■ DATA ■
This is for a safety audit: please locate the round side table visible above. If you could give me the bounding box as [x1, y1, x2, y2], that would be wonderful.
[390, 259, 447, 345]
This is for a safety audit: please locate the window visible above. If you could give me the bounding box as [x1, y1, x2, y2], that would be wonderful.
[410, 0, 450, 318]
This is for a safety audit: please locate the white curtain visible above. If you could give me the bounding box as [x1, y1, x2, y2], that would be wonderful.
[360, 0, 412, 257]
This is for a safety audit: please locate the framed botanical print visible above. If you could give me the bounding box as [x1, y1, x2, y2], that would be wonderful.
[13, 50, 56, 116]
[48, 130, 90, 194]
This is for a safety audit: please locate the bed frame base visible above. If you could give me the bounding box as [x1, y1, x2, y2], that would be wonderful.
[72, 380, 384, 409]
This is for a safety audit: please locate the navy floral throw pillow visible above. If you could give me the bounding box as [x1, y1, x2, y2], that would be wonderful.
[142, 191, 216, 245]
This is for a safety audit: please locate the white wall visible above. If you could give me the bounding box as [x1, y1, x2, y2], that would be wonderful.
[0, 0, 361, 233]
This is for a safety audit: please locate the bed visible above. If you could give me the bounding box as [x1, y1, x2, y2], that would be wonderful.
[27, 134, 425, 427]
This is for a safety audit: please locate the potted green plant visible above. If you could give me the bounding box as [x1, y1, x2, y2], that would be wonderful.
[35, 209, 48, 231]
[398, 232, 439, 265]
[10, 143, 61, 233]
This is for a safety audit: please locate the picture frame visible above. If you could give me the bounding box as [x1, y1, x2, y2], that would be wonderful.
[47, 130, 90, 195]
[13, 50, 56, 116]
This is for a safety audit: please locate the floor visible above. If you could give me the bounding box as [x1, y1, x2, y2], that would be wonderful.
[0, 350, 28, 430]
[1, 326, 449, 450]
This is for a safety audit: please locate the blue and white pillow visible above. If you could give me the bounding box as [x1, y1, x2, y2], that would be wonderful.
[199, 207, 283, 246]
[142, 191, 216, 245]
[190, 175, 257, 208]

■ WHAT NEEDS TO BE DONE ■
Starting with the first record, copy everything through the final one exactly.

■ RESPONSE FOR THIS EXERCISE ■
This is for a safety audit: please locate the round side table visible above. If you could give me the bounding box as [x1, y1, x2, y2], that would be wonderful.
[390, 259, 447, 345]
This is for a safety audit: please locate the window visible above. If you could give me the bounding box as [x1, y1, x2, y2], that would be wonderful.
[410, 0, 450, 318]
This is for a safety audit: please locate the white curtain visible above. If you could give me the bounding box as [x1, y1, x2, y2], that would be wonderful.
[360, 0, 412, 257]
This is for a safety audit: please locate the framed botanical print visible above. If you could give me the bounding box as [x1, y1, x2, y2], that would be wonderful.
[13, 50, 56, 116]
[48, 130, 90, 194]
This is for a safety audit: please locate the bed frame base visible above. If you could give me the bounding box as [x1, y1, x2, y2], that would be wonderful.
[72, 380, 384, 409]
This is for a safety audit: please locate the navy floral throw pillow visible above. If you could give me the bounding box as [x1, y1, x2, y2], that would be wonderful.
[142, 191, 216, 245]
This is for a safety audit: please locate the white wall visible above. If you could give me the bounding box as [x1, y1, x2, y2], that would be wonderful.
[0, 0, 361, 233]
This is for a safety audit: please locate the bed visible above. If you could give me the bounding box as [x1, y1, x2, y2], that would be wonderful.
[27, 134, 425, 427]
This is for a safety audit: please locate the potted green plant visible above. If you could give me the bounding box as [x1, y1, x2, y2], that would be wonderful.
[35, 209, 48, 231]
[398, 232, 439, 265]
[10, 143, 61, 233]
This is for a safety audit: please locate the picture frame visible above. If you could give me the bounding box as [x1, y1, x2, y2], that would be wonderful.
[47, 130, 90, 195]
[13, 50, 56, 116]
This is for a safety audit: please locate the floor visible above. If you could give me the bounding box as [x1, y1, x2, y2], that would be wonderful.
[0, 350, 28, 430]
[1, 326, 449, 450]
This is for a safety audit: please locate the blue and white pillow visible above. If you could give me the bounding box as [x1, y1, x2, y2], that would be wonderful.
[199, 207, 283, 246]
[142, 191, 216, 245]
[190, 175, 257, 208]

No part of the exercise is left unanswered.